▸ **Dataset excerpts**:
-- -- --

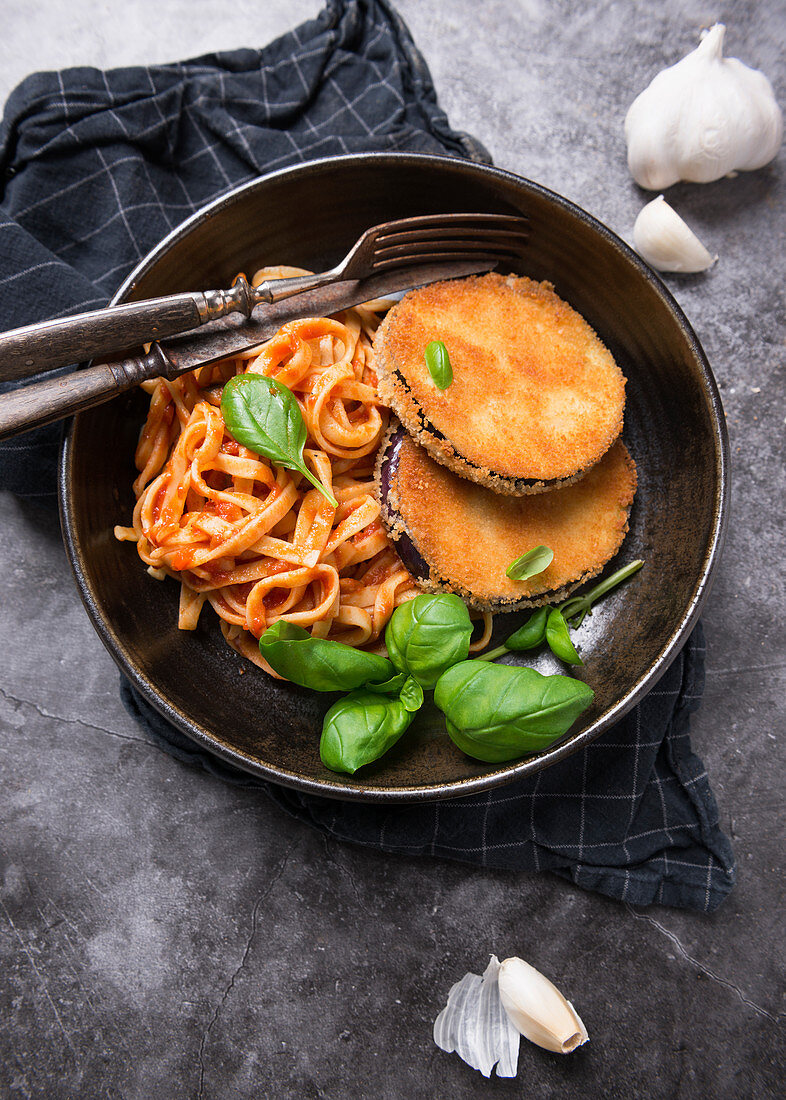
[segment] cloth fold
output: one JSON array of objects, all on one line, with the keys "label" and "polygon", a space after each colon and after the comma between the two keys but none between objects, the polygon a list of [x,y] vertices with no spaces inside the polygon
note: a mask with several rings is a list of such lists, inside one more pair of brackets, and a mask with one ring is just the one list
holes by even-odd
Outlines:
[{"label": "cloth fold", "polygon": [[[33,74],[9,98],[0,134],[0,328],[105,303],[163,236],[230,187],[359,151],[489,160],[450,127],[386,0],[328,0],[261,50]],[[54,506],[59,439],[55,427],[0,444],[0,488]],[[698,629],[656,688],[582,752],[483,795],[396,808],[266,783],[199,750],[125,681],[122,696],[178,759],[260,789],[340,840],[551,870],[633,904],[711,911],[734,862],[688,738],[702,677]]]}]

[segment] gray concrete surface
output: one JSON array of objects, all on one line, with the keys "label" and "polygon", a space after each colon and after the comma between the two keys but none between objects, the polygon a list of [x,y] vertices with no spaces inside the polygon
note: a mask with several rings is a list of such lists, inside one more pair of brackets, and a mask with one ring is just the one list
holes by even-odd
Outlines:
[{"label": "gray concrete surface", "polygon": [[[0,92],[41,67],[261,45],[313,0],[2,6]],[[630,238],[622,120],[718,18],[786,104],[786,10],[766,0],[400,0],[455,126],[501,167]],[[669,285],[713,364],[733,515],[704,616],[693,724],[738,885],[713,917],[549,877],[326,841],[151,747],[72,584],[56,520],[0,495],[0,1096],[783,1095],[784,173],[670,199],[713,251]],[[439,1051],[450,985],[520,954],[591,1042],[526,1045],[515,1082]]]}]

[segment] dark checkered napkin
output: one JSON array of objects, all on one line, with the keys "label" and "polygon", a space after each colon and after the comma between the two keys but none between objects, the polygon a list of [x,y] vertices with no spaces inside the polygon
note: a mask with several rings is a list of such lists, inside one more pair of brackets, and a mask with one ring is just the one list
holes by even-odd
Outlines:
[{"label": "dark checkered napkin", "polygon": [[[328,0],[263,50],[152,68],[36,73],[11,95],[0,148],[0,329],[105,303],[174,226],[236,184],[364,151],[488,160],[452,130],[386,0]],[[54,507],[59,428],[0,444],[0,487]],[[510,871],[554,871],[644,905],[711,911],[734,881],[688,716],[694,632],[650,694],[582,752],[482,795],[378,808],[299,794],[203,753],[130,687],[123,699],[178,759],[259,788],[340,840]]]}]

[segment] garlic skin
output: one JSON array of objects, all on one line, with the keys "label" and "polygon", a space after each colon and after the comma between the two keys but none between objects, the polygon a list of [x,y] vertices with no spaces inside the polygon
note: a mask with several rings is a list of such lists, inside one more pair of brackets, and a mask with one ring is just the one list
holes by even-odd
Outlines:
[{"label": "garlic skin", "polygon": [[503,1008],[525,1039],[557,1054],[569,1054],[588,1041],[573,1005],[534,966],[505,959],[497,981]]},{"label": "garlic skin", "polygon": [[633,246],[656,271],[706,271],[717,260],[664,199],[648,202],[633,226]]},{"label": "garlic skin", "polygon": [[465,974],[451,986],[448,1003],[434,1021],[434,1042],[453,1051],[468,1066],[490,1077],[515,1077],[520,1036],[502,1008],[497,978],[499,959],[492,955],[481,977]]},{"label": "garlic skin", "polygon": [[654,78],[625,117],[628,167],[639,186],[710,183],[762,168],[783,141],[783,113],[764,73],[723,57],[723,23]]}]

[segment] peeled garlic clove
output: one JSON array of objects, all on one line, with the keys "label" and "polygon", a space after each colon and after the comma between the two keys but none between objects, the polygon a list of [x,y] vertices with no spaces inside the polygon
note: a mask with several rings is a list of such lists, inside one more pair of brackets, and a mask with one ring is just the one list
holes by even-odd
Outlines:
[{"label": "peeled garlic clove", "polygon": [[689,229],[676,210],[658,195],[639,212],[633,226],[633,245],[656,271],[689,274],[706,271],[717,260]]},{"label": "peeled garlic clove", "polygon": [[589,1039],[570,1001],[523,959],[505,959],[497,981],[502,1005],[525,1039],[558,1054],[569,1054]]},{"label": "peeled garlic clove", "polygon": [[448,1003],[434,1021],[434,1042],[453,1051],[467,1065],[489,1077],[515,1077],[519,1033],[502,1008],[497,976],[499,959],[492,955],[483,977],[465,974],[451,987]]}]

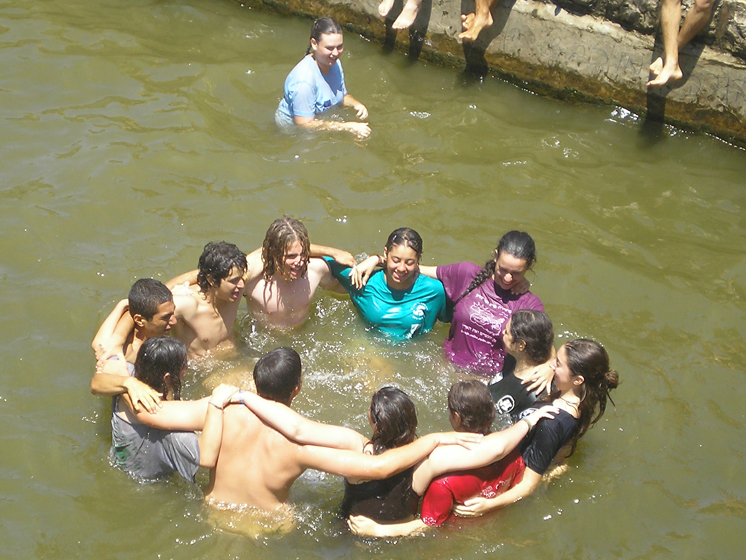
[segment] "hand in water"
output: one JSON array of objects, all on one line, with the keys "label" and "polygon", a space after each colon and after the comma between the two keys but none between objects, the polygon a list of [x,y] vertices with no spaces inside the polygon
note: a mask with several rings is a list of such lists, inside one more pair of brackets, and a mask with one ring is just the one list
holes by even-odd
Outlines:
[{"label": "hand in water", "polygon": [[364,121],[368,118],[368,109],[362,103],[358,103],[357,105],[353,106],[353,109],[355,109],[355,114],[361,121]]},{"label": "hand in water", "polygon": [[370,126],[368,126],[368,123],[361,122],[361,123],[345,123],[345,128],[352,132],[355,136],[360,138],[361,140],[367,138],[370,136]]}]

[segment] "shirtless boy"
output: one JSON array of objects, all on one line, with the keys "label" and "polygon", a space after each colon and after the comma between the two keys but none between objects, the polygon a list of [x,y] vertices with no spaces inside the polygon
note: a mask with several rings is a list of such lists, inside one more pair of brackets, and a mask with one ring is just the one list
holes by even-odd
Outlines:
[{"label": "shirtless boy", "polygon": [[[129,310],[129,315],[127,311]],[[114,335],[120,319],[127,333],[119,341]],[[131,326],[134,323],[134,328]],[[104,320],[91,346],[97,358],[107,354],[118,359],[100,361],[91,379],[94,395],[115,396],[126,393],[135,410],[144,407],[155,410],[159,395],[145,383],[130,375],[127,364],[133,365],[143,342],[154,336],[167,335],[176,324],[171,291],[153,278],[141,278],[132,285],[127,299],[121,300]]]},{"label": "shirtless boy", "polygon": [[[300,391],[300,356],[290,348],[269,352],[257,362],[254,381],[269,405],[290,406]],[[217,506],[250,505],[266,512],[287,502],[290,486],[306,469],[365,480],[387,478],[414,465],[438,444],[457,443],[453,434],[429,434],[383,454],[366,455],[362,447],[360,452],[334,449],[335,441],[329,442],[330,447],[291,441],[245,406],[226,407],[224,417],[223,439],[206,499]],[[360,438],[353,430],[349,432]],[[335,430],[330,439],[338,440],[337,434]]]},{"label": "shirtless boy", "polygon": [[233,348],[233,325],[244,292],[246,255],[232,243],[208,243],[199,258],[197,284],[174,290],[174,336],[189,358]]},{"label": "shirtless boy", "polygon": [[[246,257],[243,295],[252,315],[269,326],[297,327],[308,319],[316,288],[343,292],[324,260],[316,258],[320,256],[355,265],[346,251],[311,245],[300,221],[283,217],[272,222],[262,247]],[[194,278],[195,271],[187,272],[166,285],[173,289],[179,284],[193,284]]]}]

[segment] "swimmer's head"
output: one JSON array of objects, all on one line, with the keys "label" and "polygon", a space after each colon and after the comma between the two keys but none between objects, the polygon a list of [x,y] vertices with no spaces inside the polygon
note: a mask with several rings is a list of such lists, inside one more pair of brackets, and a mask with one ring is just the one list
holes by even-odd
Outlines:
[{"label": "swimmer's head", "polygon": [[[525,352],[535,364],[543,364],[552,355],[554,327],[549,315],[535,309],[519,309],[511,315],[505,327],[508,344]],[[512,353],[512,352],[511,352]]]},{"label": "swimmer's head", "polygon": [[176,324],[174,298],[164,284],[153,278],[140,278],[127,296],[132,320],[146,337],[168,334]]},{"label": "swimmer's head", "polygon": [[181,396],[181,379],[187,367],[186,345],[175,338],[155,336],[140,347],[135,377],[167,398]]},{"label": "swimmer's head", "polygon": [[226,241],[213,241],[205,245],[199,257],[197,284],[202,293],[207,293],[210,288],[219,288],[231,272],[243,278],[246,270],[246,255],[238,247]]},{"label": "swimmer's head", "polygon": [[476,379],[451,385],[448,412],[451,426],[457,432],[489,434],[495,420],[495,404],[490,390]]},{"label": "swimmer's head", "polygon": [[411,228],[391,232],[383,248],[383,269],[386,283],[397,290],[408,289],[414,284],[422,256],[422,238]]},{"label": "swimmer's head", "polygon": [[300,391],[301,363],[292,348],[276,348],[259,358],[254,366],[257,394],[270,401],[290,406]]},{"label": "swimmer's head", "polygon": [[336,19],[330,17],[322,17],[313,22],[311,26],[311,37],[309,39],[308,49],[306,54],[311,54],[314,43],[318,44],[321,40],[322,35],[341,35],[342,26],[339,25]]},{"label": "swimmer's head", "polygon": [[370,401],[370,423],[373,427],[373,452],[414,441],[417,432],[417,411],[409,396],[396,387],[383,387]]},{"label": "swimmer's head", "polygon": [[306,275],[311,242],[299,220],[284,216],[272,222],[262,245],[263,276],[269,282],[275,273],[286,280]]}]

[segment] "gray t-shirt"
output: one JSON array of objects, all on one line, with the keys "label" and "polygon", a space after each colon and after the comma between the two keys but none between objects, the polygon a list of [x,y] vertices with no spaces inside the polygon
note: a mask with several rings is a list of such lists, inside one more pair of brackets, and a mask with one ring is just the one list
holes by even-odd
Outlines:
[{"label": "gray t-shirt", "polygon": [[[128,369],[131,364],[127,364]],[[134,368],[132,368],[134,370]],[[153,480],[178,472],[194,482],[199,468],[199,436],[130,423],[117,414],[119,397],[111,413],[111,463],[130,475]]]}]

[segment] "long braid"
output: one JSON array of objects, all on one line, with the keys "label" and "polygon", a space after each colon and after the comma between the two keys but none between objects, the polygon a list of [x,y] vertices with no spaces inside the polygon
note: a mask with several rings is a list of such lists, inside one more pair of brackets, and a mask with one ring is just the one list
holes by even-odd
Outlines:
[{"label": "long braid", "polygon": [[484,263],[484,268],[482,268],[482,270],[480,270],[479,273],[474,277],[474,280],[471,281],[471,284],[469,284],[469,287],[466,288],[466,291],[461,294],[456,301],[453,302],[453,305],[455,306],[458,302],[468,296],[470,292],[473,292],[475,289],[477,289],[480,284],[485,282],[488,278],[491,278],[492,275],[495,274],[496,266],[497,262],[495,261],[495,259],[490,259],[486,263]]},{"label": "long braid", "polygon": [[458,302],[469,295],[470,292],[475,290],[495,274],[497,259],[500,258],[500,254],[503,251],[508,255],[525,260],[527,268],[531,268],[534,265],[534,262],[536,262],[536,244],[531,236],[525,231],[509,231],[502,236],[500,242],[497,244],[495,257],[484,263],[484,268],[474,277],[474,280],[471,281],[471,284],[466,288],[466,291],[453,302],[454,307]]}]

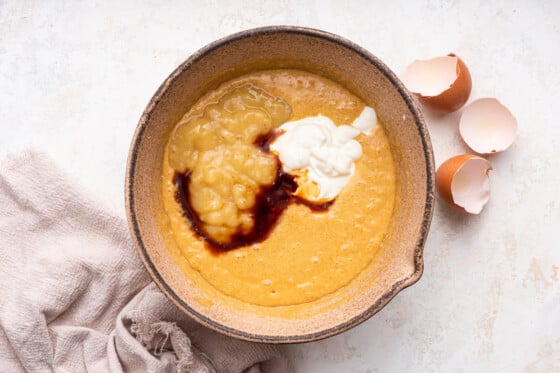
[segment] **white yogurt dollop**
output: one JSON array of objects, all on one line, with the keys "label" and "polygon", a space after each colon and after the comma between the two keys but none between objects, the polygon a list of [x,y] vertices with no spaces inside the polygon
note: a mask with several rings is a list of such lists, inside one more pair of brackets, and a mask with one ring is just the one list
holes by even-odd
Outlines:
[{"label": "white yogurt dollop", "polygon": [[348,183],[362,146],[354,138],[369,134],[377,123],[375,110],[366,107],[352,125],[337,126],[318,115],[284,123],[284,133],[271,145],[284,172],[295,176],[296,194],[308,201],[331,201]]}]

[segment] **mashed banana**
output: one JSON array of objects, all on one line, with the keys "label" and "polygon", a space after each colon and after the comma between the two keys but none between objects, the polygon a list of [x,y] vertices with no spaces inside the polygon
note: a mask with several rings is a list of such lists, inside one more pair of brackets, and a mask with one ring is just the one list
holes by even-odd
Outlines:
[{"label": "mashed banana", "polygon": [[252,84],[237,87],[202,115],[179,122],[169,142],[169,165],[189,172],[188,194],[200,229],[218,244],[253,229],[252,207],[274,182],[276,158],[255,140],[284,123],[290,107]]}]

-- -- --

▸ **Assignment**: For the word "segment", show every line of the entries that holds it.

▸ **Task solution**:
[segment] cloth fold
[segment] gray concrete surface
[segment] dark checkered napkin
[segment] garlic skin
[segment] peeled garlic clove
[segment] "hand in water"
[segment] "shirtless boy"
[segment] "swimmer's head"
[segment] "gray t-shirt"
[segment] "long braid"
[segment] **white yogurt dollop**
[segment] **mashed banana**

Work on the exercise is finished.